▶ PROBLEM SET:
a. Please translate this sentence from the rabbit diet text into Spanish: "Carrots can be given as a treat in small amounts every once in a while."
b. Continue the rabbit diet text from its final sentence.

▶ QUOTED PASSAGE:
▼

What’s Up Doc?

Whats Up Doc?

Giving your rabbit a fresh and healthy diet is a very important aspect to a rabbits health. Many people look at the cartoon character, Bugs Bunny, and automatically think a rabbits diet consists of carrots. This is false. Carrots can be given as a treat in small amounts every once in a while. Carrots are high in calcium and if too much is ingested by a rabbit, calcium stones can develop which can require surgical removal. Here are some tips on what an individual should feed their rabbit to promote a long and happy life.

▲

▶ EXTRACTED INFORMATION:
▼

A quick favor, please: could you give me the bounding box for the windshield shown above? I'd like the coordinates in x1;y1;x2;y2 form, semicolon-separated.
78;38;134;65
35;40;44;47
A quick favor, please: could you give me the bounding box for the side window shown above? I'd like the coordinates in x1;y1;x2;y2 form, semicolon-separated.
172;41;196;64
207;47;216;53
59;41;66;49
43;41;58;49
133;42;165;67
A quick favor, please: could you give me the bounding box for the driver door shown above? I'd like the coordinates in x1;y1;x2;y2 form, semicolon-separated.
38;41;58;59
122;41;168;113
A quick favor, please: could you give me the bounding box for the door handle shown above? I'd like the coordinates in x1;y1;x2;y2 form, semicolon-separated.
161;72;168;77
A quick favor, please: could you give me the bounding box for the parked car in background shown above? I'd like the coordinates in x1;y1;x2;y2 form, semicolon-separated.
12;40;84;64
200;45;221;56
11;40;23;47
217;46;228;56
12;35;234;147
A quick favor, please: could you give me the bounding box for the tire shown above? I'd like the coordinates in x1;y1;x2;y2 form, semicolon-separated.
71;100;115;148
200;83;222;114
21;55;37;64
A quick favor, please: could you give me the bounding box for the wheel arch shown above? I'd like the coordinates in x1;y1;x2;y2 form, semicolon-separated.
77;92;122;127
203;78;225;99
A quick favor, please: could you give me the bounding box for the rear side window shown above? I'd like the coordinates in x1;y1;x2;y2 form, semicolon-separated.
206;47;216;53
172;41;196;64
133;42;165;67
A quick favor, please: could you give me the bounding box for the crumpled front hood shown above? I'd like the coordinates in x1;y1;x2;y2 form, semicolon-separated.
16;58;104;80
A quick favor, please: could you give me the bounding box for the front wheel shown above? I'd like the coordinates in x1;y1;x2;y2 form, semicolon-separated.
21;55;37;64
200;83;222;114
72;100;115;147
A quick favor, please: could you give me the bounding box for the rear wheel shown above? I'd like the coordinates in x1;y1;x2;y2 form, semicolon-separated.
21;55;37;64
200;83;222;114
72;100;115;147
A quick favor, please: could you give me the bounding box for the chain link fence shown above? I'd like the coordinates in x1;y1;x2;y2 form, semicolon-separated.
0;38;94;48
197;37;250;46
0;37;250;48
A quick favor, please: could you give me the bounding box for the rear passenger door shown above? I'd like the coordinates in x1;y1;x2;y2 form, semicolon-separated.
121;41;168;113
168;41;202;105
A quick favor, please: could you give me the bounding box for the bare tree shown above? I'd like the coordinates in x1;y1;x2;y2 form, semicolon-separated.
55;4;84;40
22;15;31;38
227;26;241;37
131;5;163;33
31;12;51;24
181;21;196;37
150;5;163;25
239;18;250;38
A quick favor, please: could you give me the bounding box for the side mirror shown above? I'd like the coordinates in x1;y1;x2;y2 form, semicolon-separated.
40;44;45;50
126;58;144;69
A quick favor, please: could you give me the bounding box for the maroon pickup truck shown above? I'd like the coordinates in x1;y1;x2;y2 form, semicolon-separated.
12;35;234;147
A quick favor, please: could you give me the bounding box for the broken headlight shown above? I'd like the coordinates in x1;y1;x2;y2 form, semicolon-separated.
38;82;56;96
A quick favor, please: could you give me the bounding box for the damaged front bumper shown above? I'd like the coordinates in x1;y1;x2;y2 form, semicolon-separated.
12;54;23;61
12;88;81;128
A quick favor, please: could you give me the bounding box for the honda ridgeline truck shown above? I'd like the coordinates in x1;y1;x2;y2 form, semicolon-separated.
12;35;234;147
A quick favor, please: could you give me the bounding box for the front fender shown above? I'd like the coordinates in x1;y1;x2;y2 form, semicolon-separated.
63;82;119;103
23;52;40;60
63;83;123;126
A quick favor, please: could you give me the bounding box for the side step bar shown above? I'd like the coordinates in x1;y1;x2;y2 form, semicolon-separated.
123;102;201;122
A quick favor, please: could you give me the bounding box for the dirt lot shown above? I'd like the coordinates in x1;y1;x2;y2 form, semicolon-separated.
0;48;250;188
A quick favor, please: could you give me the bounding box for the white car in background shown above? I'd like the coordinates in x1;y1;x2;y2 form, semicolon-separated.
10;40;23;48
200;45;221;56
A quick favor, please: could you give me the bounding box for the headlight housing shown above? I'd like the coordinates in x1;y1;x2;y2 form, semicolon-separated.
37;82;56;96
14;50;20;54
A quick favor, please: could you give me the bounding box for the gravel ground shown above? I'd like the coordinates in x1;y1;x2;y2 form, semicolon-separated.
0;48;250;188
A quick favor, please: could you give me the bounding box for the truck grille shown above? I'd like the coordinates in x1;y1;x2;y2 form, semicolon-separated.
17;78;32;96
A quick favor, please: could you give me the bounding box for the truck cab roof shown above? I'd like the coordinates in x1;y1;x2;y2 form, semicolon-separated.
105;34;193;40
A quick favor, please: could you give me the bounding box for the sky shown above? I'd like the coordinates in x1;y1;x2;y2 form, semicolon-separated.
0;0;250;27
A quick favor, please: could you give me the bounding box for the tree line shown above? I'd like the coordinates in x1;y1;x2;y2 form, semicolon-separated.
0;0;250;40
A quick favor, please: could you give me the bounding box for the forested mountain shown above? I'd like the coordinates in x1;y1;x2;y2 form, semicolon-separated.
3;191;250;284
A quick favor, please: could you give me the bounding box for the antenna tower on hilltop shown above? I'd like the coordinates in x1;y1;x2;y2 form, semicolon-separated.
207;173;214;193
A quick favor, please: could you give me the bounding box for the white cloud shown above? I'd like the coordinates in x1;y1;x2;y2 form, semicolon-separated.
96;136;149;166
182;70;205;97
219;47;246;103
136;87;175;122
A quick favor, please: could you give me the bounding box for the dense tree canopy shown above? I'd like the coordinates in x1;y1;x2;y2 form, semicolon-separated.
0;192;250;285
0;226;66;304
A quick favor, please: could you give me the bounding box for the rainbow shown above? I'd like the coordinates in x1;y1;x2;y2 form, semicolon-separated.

▲

▶ TASK-BY-TASK OUTPUTS:
a. Las zanahorias se pueden dar como golosina en pequeñas cantidades de vez en cuando.

b.
Rabbits are very sensitive animals that require lots of care. They are easily prone to getting gastrointestinal issues and most of the time it is caused from a poor diet. The number one thing that needs to be in your rabbits diet is hay. Hay is a great source of fiber for a rabbit and helps everything flow smoothly in the GI tract. Specifically Timothy Hay. Other hays, such as Alfalfa Hay is not healthy for a rabbit. That can also cause GI issues. Timothy Hay should be given all throughout the day. An unlimited amount. Rabbits are not considered rodents but they are considered to be in the Lagomorphs family. Although they are very similar to a rodent. Rabbits teeth don’t stop growing so they constantly need to nibble on something. One of the best ways for them to file their teeth down is by chewing on hay throughout the day. It they don’t have something to chew on consistently their teeth can grow to the point where they get Malocclusion (misalignment of the teeth). If this happens then the rabbit needs to be seen by a veterinarian that specializes in small and exotic animals. The teeth would need to basically be clipped. If this condition goes untreated then the rabbit will not be able to eat or drink and then it can lead to death. So always provide your rabbit with fresh timothy hay.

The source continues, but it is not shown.